== WORK TO COMPLETE ==
Leaving the pictures aside, transcribe the data below exactly.

* * * * *

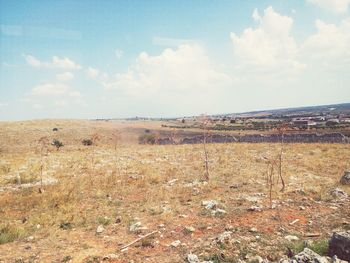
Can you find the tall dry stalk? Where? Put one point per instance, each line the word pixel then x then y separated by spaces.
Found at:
pixel 205 123
pixel 116 138
pixel 43 145
pixel 281 130
pixel 94 138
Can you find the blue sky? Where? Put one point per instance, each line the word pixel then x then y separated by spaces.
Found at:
pixel 105 59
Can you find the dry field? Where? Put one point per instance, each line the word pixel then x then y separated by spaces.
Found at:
pixel 92 196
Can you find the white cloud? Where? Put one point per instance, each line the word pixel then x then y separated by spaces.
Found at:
pixel 56 62
pixel 50 89
pixel 75 94
pixel 330 43
pixel 118 53
pixel 92 72
pixel 33 61
pixel 66 76
pixel 174 71
pixel 64 63
pixel 334 6
pixel 171 42
pixel 3 104
pixel 269 45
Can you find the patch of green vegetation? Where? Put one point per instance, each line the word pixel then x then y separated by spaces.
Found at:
pixel 320 246
pixel 9 233
pixel 219 258
pixel 104 220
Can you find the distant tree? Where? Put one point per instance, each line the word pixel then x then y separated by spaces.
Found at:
pixel 43 144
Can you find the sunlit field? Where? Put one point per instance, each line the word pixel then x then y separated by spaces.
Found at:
pixel 89 203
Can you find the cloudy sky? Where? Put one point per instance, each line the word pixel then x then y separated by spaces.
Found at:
pixel 105 59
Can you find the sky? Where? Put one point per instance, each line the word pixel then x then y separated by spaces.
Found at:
pixel 115 59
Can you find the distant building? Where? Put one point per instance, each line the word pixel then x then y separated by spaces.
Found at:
pixel 332 122
pixel 304 123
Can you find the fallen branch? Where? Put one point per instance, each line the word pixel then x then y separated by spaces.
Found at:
pixel 138 239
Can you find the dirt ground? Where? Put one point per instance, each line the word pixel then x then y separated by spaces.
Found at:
pixel 116 183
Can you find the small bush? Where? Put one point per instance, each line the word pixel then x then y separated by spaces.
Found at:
pixel 57 144
pixel 320 247
pixel 104 220
pixel 10 233
pixel 147 139
pixel 87 142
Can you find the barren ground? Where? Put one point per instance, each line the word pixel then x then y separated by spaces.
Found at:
pixel 118 184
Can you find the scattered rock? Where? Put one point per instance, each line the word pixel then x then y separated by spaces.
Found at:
pixel 339 245
pixel 218 212
pixel 224 237
pixel 291 238
pixel 135 227
pixel 189 229
pixel 100 229
pixel 255 259
pixel 210 204
pixel 30 239
pixel 338 193
pixel 172 182
pixel 192 258
pixel 175 243
pixel 345 178
pixel 253 230
pixel 255 208
pixel 110 256
pixel 294 221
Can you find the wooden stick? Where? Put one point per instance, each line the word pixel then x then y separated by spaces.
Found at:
pixel 138 239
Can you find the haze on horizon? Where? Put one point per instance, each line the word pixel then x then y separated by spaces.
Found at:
pixel 114 59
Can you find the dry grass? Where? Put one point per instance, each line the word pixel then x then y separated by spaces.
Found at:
pixel 132 182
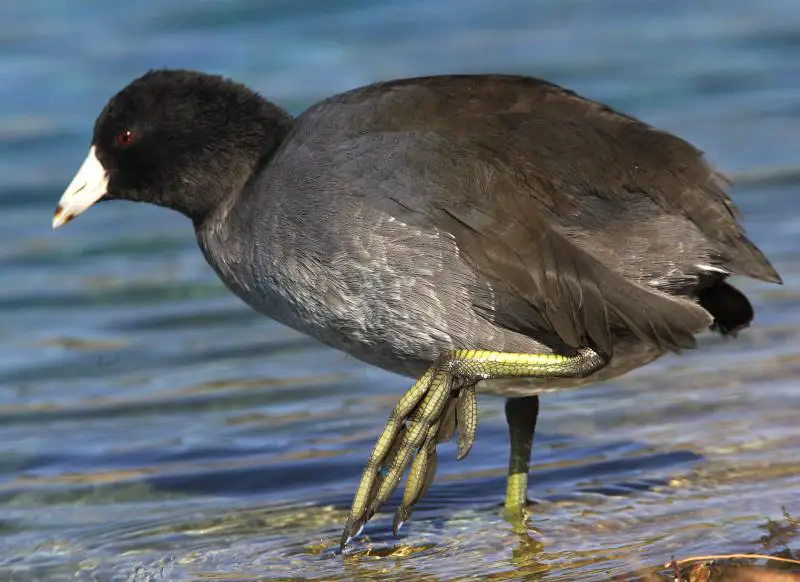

* * * * *

== RESULT OF THIS EXERCISE ==
Can you find the tall dry stalk? Where? Put one point per instance, each line the word pixel then x then y separated by spaces.
Found at:
pixel 205 123
pixel 116 138
pixel 43 145
pixel 281 130
pixel 94 138
Can you find the blue sky? Where? Put one point per instance, each line the word pixel then x then y separated by spaces.
Found at:
pixel 105 59
Can you find the dry field? Where? Put one point per instance, each line the word pixel then x then y separated by spaces.
Found at:
pixel 92 196
Can you find the white cloud? Where? Put one point per instance, each line the word pixel then x then y separated by spaces.
Found at:
pixel 56 62
pixel 50 89
pixel 75 94
pixel 330 43
pixel 118 53
pixel 92 72
pixel 33 61
pixel 66 76
pixel 174 71
pixel 64 63
pixel 334 6
pixel 171 42
pixel 3 104
pixel 269 45
Can you find the patch of green vegetation? Where? Put one point per instance, each line the word pixel then x then y separated by spaces.
Found at:
pixel 320 246
pixel 9 233
pixel 219 258
pixel 104 220
Can you find the distant tree? Where? Put one point per instance, each line the word pixel then x then y separated by spaces.
Found at:
pixel 43 144
Can you find the sunlit field? Where? Put one point per instance, each line the word pixel then x then y separated by spaces.
Found at:
pixel 89 203
Can you find the cloudy sky? Where? Put one point per instance, each line the word pixel then x then y separated by spaces.
Found at:
pixel 105 59
Can you find the sky? Where? Put one point per instance, each line the word pixel then x then y separated by spaces.
Found at:
pixel 115 59
Can you find the distant building? Where? Put one point per instance, each line the word pixel then x then y separated by spaces.
Found at:
pixel 332 122
pixel 304 123
Can you find the fallen branch? Where? Put one point per instance, each line the word pixel then x then y separated by spaces.
Found at:
pixel 138 239
Can you find the dirt ground? Where? Put one point per instance, each line the word pixel then x then y separated by spaces.
Found at:
pixel 116 183
Can you find the small bush? Where? Put one point per instance, each line the word pixel then x then y separated by spaces.
Found at:
pixel 57 144
pixel 320 247
pixel 104 220
pixel 10 233
pixel 147 139
pixel 87 142
Can you find the barren ground? Where? Put one point per instance, each line the word pixel then x then y separated by spaces.
Found at:
pixel 118 184
Can you find the scattered rock? Where? Put one point per instance, each line the word pixel then x then y separated by spaces.
Found at:
pixel 339 245
pixel 218 212
pixel 224 237
pixel 291 238
pixel 135 227
pixel 189 229
pixel 100 229
pixel 255 259
pixel 210 204
pixel 30 239
pixel 338 193
pixel 172 182
pixel 192 258
pixel 175 243
pixel 345 178
pixel 253 230
pixel 255 208
pixel 110 256
pixel 294 221
Can you find the wooden stick? Where? Put one point per instance, each line the word pixel then x then y separated by spaces.
Found at:
pixel 138 239
Can you find the haze on horizon? Where? Put one point per instance, each line the word pixel then x then y separated by spaces.
Found at:
pixel 114 59
Can you find the dry grass? Where? Put one point per instance, each line the word pixel then x then y separated by spaces.
Found at:
pixel 132 182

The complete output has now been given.